Dataset excerpts:

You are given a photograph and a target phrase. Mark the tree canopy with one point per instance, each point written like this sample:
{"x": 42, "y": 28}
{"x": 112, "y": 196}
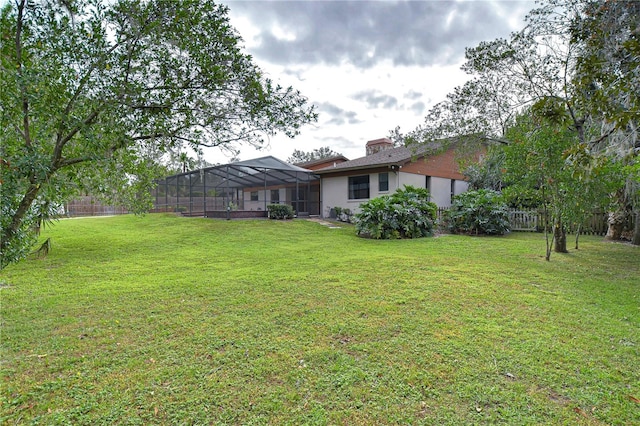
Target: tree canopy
{"x": 574, "y": 67}
{"x": 299, "y": 156}
{"x": 94, "y": 92}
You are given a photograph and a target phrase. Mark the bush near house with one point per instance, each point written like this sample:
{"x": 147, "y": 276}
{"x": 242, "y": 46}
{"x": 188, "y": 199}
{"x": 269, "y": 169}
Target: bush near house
{"x": 478, "y": 212}
{"x": 280, "y": 211}
{"x": 407, "y": 213}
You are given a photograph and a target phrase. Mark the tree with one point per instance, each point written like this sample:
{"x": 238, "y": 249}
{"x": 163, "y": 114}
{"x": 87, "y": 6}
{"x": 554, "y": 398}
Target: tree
{"x": 540, "y": 66}
{"x": 89, "y": 88}
{"x": 317, "y": 154}
{"x": 536, "y": 161}
{"x": 607, "y": 76}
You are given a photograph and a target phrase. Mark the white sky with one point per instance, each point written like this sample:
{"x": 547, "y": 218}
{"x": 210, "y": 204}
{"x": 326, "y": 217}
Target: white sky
{"x": 367, "y": 66}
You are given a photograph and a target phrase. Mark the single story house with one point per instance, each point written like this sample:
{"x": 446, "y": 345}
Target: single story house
{"x": 386, "y": 168}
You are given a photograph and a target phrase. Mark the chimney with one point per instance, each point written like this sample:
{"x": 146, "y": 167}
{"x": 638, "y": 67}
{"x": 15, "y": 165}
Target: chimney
{"x": 378, "y": 145}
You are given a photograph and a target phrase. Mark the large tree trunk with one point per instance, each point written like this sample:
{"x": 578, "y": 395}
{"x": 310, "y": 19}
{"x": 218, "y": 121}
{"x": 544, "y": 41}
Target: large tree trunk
{"x": 16, "y": 221}
{"x": 560, "y": 237}
{"x": 616, "y": 225}
{"x": 635, "y": 240}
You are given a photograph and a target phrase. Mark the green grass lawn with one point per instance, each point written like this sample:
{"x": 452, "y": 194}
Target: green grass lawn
{"x": 169, "y": 320}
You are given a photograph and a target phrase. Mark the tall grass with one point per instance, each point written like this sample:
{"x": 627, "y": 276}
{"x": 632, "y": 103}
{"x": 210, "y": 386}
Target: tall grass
{"x": 168, "y": 320}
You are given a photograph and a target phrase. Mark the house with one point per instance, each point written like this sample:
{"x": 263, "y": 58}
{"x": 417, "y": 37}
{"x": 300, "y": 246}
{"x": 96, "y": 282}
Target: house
{"x": 246, "y": 188}
{"x": 386, "y": 168}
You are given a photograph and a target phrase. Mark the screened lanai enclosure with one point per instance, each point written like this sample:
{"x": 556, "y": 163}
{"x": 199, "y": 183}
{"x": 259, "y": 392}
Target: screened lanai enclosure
{"x": 239, "y": 190}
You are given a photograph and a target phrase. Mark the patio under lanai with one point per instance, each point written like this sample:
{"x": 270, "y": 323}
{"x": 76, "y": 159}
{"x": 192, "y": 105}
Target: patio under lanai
{"x": 239, "y": 190}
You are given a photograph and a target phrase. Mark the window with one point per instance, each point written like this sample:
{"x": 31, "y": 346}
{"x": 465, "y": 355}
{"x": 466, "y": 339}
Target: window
{"x": 383, "y": 182}
{"x": 453, "y": 189}
{"x": 358, "y": 187}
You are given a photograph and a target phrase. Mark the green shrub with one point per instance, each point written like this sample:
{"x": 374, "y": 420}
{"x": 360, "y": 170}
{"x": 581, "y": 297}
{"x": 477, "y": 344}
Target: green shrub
{"x": 342, "y": 214}
{"x": 280, "y": 211}
{"x": 407, "y": 213}
{"x": 478, "y": 212}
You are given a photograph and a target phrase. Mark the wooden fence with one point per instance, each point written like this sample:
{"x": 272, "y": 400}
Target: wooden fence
{"x": 533, "y": 221}
{"x": 90, "y": 206}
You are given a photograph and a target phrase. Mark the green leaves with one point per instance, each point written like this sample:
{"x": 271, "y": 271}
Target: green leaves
{"x": 476, "y": 212}
{"x": 407, "y": 213}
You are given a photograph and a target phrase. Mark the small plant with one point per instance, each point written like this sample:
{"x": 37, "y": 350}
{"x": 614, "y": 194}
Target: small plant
{"x": 280, "y": 211}
{"x": 341, "y": 214}
{"x": 407, "y": 213}
{"x": 478, "y": 212}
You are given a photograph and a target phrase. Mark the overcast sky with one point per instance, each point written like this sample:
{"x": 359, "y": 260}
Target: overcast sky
{"x": 368, "y": 66}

Goal of the exercise: Reproduce all of the rows above word for word, leaving out the pictures.

Response below:
You are given a photograph and a target phrase. Mark the tree canopy with one point per instance, each point written like this sample:
{"x": 42, "y": 28}
{"x": 112, "y": 196}
Target: tree canopy
{"x": 574, "y": 67}
{"x": 299, "y": 156}
{"x": 94, "y": 92}
You are given a photograph and a target phrase. Mark the bush near house with one point per instance, each point written like this sample:
{"x": 147, "y": 276}
{"x": 242, "y": 46}
{"x": 188, "y": 199}
{"x": 269, "y": 169}
Target: bush near house
{"x": 478, "y": 212}
{"x": 280, "y": 211}
{"x": 407, "y": 213}
You are given a photograph and a target phrase. Mark the tree with one point per instance, each point written like this sample:
{"x": 238, "y": 249}
{"x": 163, "y": 114}
{"x": 87, "y": 6}
{"x": 554, "y": 398}
Target: tree
{"x": 540, "y": 66}
{"x": 89, "y": 88}
{"x": 317, "y": 154}
{"x": 536, "y": 161}
{"x": 607, "y": 76}
You are given a photograph and a target phrase. Mark the white sky with one point per instance, each point written like this sample:
{"x": 547, "y": 218}
{"x": 210, "y": 204}
{"x": 326, "y": 217}
Target: white sky
{"x": 367, "y": 66}
You are given a photograph and a target phrase. Mark the single story house with one point per instance, each point written like this sample:
{"x": 446, "y": 345}
Target: single story house
{"x": 386, "y": 168}
You are given a photograph and a target phrase. Mark the chimney with one point per instance, each point written like this sample:
{"x": 146, "y": 167}
{"x": 638, "y": 67}
{"x": 15, "y": 165}
Target: chimney
{"x": 378, "y": 145}
You are given a photograph and a target phrase. Mark the large tree trunk with one point per instance, each point written like this sample:
{"x": 578, "y": 395}
{"x": 310, "y": 19}
{"x": 218, "y": 121}
{"x": 544, "y": 41}
Target: large tree trunk
{"x": 16, "y": 221}
{"x": 560, "y": 237}
{"x": 616, "y": 225}
{"x": 635, "y": 240}
You are given a photograph and a target phrase. Mark the green grass lawn with one point per instance, each point written like this sample:
{"x": 452, "y": 194}
Target: green grass lawn
{"x": 169, "y": 320}
You are given a photograph and a target phrase. Mark the tall grass with one point per instance, each point written like this sample:
{"x": 627, "y": 276}
{"x": 632, "y": 103}
{"x": 210, "y": 386}
Target: tall grass
{"x": 168, "y": 320}
You are given a photograph and a target phrase. Mark the house with one point per instance, each point written like this sample:
{"x": 263, "y": 58}
{"x": 417, "y": 37}
{"x": 300, "y": 246}
{"x": 96, "y": 282}
Target: house
{"x": 246, "y": 188}
{"x": 386, "y": 168}
You are given a photograph and a target phrase. Mark the screened lanai enclosure with one point per instance, each point written like this sample:
{"x": 556, "y": 163}
{"x": 199, "y": 183}
{"x": 259, "y": 392}
Target: screened lanai enclosure
{"x": 239, "y": 190}
You are given a photograph and a target phrase. Mark the patio under lanai with one point per instance, each point written like this sample:
{"x": 270, "y": 323}
{"x": 76, "y": 159}
{"x": 192, "y": 105}
Target: patio under lanai
{"x": 239, "y": 190}
You are given a photograph and a target phrase. Mark the window with one point per instance, each point written like this sample:
{"x": 31, "y": 346}
{"x": 465, "y": 355}
{"x": 466, "y": 339}
Target: window
{"x": 383, "y": 182}
{"x": 453, "y": 189}
{"x": 358, "y": 187}
You are given a photograph and a target phrase. Mark the green shrub with one point per instance, each point written like this sample:
{"x": 374, "y": 420}
{"x": 360, "y": 170}
{"x": 581, "y": 297}
{"x": 477, "y": 344}
Target: green shrub
{"x": 342, "y": 214}
{"x": 280, "y": 211}
{"x": 407, "y": 213}
{"x": 478, "y": 212}
You are given a photograph and a target phrase. Mark the wooden fence with one point per instance, each point written like this sample:
{"x": 272, "y": 400}
Target: wooden fence
{"x": 533, "y": 221}
{"x": 90, "y": 206}
You are given a photograph and a target phrase. Mark the green leaves with one point per instance, each point written like this sample:
{"x": 271, "y": 271}
Target: green leaves
{"x": 476, "y": 212}
{"x": 407, "y": 213}
You are given a photograph and a target phrase. Mark the small plant with one point per instance, each point written like this sample:
{"x": 37, "y": 350}
{"x": 614, "y": 194}
Target: small plant
{"x": 280, "y": 211}
{"x": 341, "y": 214}
{"x": 407, "y": 213}
{"x": 478, "y": 212}
You are given a photograph and a target phrase. Mark the overcast sky with one point per instance, each point written like this sample:
{"x": 359, "y": 260}
Target: overcast sky
{"x": 368, "y": 66}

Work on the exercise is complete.